Put the lines of the records below into a Markdown table, starting at the line that contains "Reviewer check: every instance of the grassy" and ending at the final line of the records. Give each line its own row under the columns "Row" and "Line text", and omit any blank lines.

**ROWS:**

-=-=-=-=-

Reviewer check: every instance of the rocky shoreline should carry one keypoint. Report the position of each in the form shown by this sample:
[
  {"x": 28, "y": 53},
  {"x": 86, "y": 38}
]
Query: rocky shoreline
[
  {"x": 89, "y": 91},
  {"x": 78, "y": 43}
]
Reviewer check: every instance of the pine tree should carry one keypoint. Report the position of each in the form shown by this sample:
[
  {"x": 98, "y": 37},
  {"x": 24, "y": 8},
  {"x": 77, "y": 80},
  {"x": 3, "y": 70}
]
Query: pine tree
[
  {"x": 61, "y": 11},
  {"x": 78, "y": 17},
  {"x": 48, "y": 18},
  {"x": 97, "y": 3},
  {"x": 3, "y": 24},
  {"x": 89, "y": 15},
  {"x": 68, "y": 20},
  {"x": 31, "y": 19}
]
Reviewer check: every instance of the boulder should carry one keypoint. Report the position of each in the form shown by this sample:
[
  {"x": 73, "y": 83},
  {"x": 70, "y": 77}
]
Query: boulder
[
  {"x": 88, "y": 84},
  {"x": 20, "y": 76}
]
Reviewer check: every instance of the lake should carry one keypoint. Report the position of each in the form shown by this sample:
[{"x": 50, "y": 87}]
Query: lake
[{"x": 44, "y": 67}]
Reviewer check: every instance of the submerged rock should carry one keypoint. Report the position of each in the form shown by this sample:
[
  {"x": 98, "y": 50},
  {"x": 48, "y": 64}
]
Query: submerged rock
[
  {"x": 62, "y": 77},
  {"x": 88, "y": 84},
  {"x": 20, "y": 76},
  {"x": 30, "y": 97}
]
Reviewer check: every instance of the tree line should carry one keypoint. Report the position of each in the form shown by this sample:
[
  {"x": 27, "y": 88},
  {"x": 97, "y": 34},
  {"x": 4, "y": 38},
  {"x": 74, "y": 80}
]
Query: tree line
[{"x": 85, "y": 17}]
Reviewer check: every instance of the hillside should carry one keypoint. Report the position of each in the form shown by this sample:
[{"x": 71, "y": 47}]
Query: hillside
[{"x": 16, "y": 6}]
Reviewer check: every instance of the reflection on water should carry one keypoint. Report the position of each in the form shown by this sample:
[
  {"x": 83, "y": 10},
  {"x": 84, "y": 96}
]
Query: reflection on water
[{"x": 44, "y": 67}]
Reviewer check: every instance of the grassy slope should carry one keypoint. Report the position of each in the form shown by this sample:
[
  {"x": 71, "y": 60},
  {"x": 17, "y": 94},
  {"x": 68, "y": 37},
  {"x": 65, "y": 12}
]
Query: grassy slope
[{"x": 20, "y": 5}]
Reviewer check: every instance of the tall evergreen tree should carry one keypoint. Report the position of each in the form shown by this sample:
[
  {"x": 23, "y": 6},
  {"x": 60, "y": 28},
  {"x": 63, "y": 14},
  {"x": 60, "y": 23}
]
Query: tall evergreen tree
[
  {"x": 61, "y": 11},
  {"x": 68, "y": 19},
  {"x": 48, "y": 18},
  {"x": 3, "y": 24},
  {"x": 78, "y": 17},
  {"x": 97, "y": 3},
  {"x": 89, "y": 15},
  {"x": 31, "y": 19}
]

-=-=-=-=-

**WRITTEN SOLUTION:**
| Row | Line text |
|---|---|
| 1 | Reviewer check: every instance of the grassy slope should carry one keypoint. Report the position of each in the form shown by this sample: |
| 2 | [ |
| 3 |   {"x": 71, "y": 60}, |
| 4 |   {"x": 17, "y": 94}, |
| 5 |   {"x": 68, "y": 37}, |
| 6 |   {"x": 65, "y": 12} |
| 7 | ] |
| 8 | Query: grassy slope |
| 9 | [{"x": 20, "y": 5}] |
| 10 | Reviewer check: every instance of the tall evergreen tree should carry one keypoint. Report the position of each in the form shown by this sample: |
| 11 | [ |
| 12 |   {"x": 23, "y": 6}, |
| 13 |   {"x": 60, "y": 28}, |
| 14 |   {"x": 63, "y": 14}, |
| 15 |   {"x": 60, "y": 23} |
| 16 | ] |
| 17 | Query: tall evergreen tree |
| 18 | [ |
| 19 |   {"x": 61, "y": 11}, |
| 20 |   {"x": 68, "y": 19}, |
| 21 |   {"x": 48, "y": 18}, |
| 22 |   {"x": 3, "y": 24}, |
| 23 |   {"x": 78, "y": 17}, |
| 24 |   {"x": 97, "y": 3}, |
| 25 |   {"x": 89, "y": 15}, |
| 26 |   {"x": 31, "y": 19} |
| 27 | ] |